▶ _Goal_:
Rewrite the material starting at the line that has "Please tag the yellow" and stopping after the line that has "column 57, row 66", putting "beige t-shirt" wherever "tan t-shirt" appears and leaving everything else unchanged.

━━━ Exercise material ━━━

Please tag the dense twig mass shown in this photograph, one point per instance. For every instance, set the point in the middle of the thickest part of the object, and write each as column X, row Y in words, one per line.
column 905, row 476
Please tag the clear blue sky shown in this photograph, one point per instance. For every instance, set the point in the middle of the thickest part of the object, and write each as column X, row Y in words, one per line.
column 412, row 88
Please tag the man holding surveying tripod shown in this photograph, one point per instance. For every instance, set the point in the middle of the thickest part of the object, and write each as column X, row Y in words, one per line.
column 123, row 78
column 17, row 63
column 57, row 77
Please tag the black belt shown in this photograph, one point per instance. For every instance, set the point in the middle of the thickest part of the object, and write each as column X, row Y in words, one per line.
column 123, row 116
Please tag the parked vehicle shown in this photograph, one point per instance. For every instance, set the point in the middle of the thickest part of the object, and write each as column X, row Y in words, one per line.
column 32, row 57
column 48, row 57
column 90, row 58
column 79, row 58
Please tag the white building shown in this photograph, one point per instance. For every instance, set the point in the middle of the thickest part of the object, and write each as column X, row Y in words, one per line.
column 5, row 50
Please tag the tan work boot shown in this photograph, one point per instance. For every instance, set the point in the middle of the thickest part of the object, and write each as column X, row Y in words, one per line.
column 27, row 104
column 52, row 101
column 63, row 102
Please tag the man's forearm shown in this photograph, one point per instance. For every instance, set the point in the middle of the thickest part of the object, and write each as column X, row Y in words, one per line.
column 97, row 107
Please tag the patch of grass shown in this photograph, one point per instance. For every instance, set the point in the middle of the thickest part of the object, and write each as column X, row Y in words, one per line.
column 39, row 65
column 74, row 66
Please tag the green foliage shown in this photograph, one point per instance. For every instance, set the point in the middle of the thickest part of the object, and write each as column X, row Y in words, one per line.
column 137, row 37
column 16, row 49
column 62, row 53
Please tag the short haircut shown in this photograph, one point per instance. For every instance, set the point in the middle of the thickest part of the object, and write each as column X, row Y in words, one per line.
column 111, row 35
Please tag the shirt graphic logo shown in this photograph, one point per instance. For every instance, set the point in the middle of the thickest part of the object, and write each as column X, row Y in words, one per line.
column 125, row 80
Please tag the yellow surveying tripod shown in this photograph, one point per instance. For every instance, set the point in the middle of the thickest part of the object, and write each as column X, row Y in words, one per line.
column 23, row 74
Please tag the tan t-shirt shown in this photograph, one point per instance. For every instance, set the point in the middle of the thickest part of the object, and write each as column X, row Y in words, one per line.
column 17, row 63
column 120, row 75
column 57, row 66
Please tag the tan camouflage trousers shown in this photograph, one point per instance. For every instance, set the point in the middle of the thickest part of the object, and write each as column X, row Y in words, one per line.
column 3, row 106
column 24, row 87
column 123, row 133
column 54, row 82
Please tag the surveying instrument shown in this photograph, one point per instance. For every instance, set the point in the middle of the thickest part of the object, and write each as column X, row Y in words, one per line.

━━━

▶ _Answer to this task_:
Please tag the yellow surveying tripod shown in this photograph, one point per instance. For every instance, set the point in the middle of the thickest part of the object, and write each as column X, row Y in words, one per line.
column 23, row 74
Please tag the beige t-shirt shown in this photograph, one point per instance. For every instance, set the point in the middle of the thickest part of the object, and write each as column X, row Y in words, one per line.
column 17, row 63
column 120, row 75
column 57, row 66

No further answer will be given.